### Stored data
════
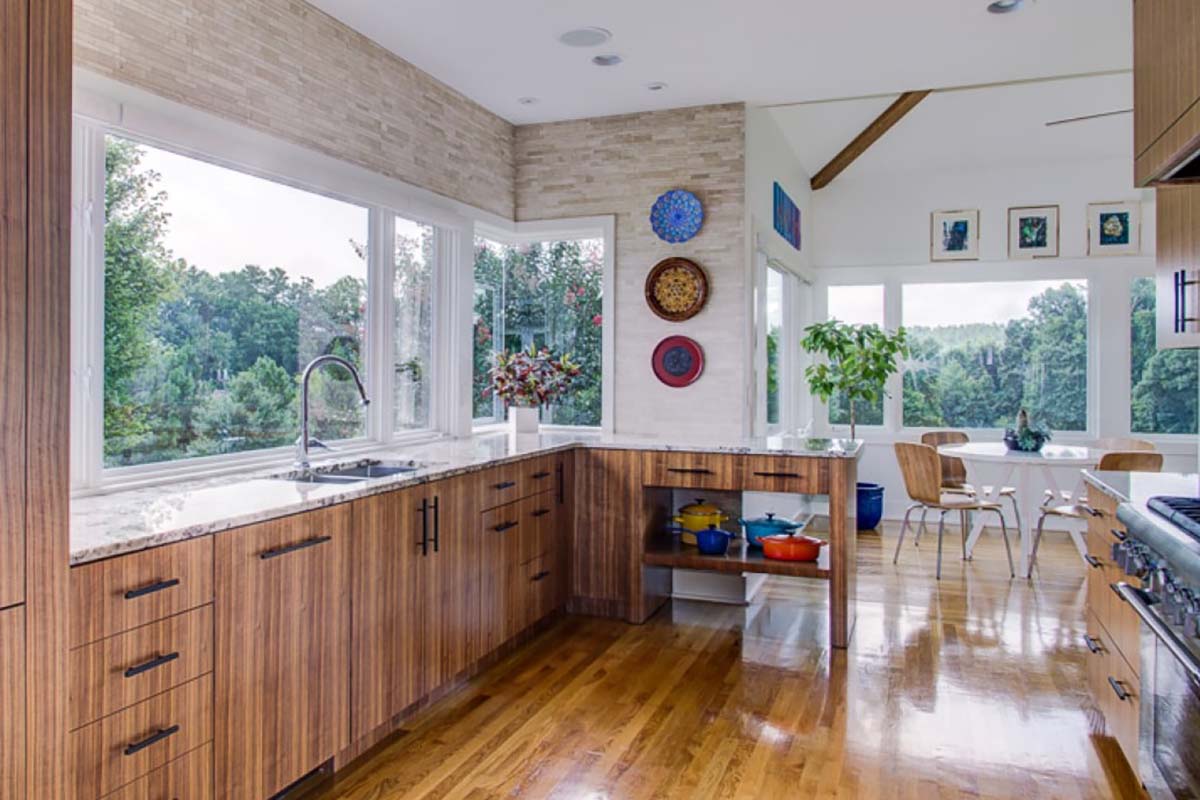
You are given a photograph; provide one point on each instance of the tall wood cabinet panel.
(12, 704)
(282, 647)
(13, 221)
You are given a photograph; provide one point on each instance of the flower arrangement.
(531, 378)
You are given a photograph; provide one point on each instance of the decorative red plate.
════
### Goal
Copy out the lines above word for word, omitting the pictures.

### Correct answer
You are given a photograph; provide one point on each instance of the tall wood cabinet panel.
(12, 704)
(282, 647)
(13, 221)
You are given a photograph; provide one point on each instance of the flower arrangement.
(531, 378)
You are given a photograph; provide one point on each instance of the decorative red plate.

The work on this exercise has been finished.